» Task to carry out
Let the output be exactly the lines from the one containing "the group of people" through the end of the records below, both included.

» Data in this exercise
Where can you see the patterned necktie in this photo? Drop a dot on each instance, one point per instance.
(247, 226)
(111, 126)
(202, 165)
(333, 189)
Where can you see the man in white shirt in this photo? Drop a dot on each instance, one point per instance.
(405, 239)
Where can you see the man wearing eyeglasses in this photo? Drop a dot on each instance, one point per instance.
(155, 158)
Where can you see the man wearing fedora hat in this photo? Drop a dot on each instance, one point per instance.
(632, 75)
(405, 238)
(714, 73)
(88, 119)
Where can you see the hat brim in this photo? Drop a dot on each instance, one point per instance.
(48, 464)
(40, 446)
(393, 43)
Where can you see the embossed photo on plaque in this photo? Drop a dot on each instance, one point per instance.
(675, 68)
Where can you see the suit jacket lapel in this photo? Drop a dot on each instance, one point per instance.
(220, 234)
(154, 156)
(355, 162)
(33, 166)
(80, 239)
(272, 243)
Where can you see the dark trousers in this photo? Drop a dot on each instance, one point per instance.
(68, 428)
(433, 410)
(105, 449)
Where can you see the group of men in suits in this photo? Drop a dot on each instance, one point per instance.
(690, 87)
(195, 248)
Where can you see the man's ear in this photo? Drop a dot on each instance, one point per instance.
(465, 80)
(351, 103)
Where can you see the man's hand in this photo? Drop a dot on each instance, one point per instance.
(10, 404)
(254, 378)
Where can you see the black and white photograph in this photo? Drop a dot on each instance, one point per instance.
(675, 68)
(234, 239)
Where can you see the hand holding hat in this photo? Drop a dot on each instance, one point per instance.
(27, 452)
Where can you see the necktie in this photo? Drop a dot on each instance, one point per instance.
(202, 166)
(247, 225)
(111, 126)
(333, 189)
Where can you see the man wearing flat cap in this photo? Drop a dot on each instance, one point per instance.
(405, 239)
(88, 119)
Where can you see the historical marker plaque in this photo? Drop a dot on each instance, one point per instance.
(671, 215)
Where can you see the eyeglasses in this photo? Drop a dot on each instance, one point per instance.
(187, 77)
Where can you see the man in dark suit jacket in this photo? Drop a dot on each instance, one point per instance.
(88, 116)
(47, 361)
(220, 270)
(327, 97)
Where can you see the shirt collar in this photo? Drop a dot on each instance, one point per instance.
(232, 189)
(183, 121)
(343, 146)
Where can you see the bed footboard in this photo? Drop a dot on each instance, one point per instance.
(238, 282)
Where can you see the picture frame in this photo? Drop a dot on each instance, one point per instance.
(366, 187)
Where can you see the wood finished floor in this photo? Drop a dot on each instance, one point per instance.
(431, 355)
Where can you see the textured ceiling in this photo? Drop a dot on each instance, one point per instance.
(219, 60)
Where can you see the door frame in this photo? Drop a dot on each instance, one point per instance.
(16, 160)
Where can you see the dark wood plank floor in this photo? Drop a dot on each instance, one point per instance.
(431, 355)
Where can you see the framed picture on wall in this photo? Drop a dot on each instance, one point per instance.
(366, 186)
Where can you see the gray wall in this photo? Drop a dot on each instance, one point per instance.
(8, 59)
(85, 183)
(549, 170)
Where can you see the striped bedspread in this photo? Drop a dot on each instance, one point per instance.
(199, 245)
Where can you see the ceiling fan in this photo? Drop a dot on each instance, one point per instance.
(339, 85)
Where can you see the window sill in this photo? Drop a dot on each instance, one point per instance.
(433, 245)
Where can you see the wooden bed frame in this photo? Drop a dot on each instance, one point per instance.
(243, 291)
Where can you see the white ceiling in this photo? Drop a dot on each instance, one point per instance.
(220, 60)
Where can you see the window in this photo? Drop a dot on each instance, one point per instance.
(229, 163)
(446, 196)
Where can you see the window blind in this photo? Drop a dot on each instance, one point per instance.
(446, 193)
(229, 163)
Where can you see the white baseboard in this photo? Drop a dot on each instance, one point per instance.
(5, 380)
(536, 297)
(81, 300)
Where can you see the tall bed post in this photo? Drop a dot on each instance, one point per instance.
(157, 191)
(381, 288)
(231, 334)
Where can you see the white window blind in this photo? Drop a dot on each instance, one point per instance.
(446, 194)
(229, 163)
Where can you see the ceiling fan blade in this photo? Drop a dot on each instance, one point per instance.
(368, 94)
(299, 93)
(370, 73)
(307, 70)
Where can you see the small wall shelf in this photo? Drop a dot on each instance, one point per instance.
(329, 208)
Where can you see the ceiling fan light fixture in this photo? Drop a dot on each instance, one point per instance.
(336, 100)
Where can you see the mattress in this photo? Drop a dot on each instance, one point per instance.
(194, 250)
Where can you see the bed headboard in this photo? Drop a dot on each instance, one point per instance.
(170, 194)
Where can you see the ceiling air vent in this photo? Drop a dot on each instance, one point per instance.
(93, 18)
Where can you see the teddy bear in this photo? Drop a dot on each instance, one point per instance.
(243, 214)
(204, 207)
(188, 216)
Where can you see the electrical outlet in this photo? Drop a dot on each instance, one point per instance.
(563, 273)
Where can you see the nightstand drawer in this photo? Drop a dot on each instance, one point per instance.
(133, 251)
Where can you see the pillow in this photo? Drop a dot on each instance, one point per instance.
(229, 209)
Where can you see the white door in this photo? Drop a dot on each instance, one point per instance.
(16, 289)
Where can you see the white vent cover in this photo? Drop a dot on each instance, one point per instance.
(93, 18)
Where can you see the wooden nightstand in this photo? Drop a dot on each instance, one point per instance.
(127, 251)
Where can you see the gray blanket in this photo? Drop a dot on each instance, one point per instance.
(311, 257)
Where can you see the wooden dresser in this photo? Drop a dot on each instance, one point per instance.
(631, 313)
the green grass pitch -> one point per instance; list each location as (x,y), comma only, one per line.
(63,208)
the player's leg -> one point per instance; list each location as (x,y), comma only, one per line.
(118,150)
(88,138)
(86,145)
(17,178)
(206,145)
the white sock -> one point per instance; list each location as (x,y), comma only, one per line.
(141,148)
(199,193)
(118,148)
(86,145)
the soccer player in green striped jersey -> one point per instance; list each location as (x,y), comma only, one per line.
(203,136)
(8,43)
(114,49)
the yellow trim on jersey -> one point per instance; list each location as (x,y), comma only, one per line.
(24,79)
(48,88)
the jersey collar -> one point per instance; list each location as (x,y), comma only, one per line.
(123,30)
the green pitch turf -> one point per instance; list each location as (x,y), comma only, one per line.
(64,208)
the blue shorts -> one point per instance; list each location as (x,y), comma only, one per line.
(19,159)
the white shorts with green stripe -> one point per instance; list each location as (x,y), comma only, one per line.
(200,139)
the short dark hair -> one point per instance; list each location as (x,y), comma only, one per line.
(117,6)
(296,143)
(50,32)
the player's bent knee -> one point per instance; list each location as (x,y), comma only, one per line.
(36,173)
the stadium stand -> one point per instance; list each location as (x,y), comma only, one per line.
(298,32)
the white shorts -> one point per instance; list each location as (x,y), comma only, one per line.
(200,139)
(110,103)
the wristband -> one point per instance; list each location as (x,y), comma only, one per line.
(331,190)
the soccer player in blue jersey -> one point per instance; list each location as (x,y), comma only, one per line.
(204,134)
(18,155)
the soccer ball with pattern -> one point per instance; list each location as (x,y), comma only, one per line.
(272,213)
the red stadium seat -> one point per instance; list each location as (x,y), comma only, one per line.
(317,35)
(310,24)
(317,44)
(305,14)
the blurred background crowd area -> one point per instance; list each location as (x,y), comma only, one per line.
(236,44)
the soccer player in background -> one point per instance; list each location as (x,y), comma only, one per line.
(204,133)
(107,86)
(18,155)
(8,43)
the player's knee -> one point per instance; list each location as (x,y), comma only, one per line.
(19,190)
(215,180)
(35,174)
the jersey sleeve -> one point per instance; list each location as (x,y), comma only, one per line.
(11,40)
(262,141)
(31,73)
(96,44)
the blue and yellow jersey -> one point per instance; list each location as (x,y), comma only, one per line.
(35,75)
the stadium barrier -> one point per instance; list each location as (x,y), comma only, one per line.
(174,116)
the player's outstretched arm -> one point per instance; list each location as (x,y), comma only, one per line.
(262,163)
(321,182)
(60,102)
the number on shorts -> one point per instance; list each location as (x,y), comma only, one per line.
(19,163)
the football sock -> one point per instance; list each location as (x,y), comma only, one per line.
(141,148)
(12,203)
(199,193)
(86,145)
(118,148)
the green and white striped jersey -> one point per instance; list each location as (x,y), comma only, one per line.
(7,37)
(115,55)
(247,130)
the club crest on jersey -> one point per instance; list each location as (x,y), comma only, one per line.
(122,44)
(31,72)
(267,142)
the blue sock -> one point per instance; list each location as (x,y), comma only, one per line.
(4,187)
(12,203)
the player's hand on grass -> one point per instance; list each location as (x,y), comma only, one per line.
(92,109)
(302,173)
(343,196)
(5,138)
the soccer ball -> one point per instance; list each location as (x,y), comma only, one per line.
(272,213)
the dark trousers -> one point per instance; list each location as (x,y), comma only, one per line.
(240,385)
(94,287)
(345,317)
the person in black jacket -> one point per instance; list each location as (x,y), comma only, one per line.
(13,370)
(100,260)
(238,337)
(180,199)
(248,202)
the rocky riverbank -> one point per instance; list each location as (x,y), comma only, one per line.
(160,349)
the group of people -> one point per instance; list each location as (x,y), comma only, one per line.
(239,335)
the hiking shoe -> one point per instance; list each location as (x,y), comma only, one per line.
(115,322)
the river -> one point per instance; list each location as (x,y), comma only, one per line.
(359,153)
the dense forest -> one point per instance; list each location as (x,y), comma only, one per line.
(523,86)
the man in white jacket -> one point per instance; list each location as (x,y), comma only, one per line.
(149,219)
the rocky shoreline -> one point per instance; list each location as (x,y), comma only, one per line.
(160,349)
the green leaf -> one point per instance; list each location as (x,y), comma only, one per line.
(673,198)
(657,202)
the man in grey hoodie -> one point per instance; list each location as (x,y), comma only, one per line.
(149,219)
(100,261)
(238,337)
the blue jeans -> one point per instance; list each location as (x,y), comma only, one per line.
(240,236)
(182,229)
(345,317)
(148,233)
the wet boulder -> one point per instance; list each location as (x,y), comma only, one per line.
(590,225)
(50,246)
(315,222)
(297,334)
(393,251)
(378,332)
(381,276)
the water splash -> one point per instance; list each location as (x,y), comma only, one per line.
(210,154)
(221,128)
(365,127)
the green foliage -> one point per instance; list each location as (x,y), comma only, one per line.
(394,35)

» Result
the group of people -> one point per instance; list each location as (x,y), comma only, one per line.
(239,335)
the hiking shoe -> one point per instance; list each location as (x,y), comma only, one per line.
(115,322)
the river -> one point per instance; list each location as (x,y), comma only, one per line.
(359,153)
the dense forest -> one point per instance; list each location as (x,y), comma only, one per line.
(523,86)
the man in white jacket -> one point per instance; list each location as (x,y), comma only, one per line.
(149,219)
the rocky shoreline -> one point per instance; list each location as (x,y), comma only, one per line.
(160,349)
the green leaf -> one point per instance; list each location as (x,y), comma only, one per line.
(673,198)
(657,202)
the man in grey hoodie -> one point per instance; list each location as (x,y), comma only, one per line.
(149,219)
(100,261)
(238,337)
the blue jeans -> one point per instance; list each location as (x,y), comma only, one per line.
(240,236)
(182,229)
(345,317)
(148,233)
the wet boulder -> one point per instance; list each location as (x,y), comma only, one per line.
(590,225)
(50,246)
(315,222)
(297,334)
(393,251)
(378,332)
(381,276)
the water splash -> one point per instance; list each location as (x,y), comma only, one per line.
(210,154)
(221,128)
(365,127)
the green foliage -> one point per instance; list each location as (x,y), comma only, one per line.
(394,35)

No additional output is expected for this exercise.